MATERIAL:
# # # #
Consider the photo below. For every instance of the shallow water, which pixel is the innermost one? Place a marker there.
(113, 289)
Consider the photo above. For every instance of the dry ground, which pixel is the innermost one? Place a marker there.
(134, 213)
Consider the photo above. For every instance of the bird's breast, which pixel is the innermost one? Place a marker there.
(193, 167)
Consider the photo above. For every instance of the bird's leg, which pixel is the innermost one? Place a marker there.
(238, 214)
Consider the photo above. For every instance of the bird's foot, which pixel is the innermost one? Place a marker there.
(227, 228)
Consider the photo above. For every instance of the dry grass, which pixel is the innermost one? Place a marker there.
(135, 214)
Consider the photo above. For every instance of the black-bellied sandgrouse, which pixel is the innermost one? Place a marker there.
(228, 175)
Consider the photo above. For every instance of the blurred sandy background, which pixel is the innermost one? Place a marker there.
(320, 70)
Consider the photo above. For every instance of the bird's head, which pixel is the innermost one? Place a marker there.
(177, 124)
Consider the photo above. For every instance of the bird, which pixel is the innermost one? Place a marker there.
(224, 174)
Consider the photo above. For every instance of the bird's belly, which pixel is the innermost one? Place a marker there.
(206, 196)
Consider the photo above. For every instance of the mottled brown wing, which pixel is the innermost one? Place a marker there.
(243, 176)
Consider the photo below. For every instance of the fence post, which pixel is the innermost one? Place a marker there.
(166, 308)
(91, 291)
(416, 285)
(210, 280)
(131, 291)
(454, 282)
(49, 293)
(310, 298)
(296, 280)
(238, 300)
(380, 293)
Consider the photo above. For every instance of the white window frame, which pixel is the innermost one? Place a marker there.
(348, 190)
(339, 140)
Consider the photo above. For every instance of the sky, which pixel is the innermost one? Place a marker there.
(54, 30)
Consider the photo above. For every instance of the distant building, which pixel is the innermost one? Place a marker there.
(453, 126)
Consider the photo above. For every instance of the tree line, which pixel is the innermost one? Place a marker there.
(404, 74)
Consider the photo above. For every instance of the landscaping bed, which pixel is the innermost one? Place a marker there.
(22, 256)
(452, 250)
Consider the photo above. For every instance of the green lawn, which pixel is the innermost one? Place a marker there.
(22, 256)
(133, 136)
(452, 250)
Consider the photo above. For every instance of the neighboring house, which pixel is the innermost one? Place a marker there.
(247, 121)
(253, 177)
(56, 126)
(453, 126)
# # # #
JOB:
Transcribe the data above in full, exactly.

REPLY TO THE EXERCISE:
Consider the photo below. For every instance of the shallow water, which pixel is the innermost one? Place a marker there.
(113, 289)
Consider the photo above. For every instance of the dry ground, which pixel is the innermost one? Place a marker there.
(134, 213)
Consider the photo above. For every instance of the bird's breast, which pixel is the innermost one? Place a marker there.
(193, 167)
Consider the photo above. For every instance of the bird's leg, which pixel is the innermost one? Place a marker there.
(238, 214)
Consider the photo above. For every instance of the bird's foot, which pixel is the innermost one? Place a marker there.
(227, 228)
Consider the photo above. For every instance of the dry grass, which pixel is the innermost one? Place a marker there.
(135, 214)
Consider the photo above. For every instance of the black-bellied sandgrouse, which pixel is the innermost one? Place a marker there.
(228, 175)
Consider the photo above. For every instance of the blurred sandy background, which pixel is the innermost one? Place a marker there.
(320, 70)
Consider the photo above. For every instance of the bird's head, which pixel is the innermost one? Place a marker there.
(177, 124)
Consider the photo above. For every instance of the bird, which pixel is the innermost one? Place a marker there.
(224, 174)
Consider the photo above. For every instance of the bird's belly, which pixel is the innermost one? Place a marker there.
(206, 196)
Consider the photo above. For every instance of the mottled brown wing, which pixel is the innermost one? Place a marker there.
(243, 176)
Consider the photo below. For every instance of the fence post, which pixel is the innermost one? Place a marker there.
(166, 308)
(91, 291)
(416, 285)
(210, 280)
(131, 291)
(454, 282)
(49, 293)
(310, 298)
(296, 280)
(238, 300)
(380, 293)
Consider the photo above. For every instance of the white window frame, which pixel is the innermost one? Place a marker there.
(348, 190)
(339, 140)
Consider the photo above. For every instance of the sky, which pixel is the innermost one? Place a marker there.
(54, 30)
Consider the photo above. For every instance of the distant building, which pixel is the innermost one? Place a marker there.
(453, 126)
Consider the photo above. For every instance of the tree line, which pixel is the innermost one? Place a marker there.
(404, 74)
Consider the photo above. For every instance of the landscaping bed, which pixel is the innermost one? Place a marker there.
(22, 256)
(452, 250)
Consider the photo above. For every instance of the green lawn, which pixel is the innermost one? Place a marker there.
(22, 256)
(133, 136)
(452, 250)
Consider the photo above. For every instance of the neighboring house, which pixel is the innermost one? Place a marker there.
(247, 121)
(253, 177)
(56, 126)
(453, 126)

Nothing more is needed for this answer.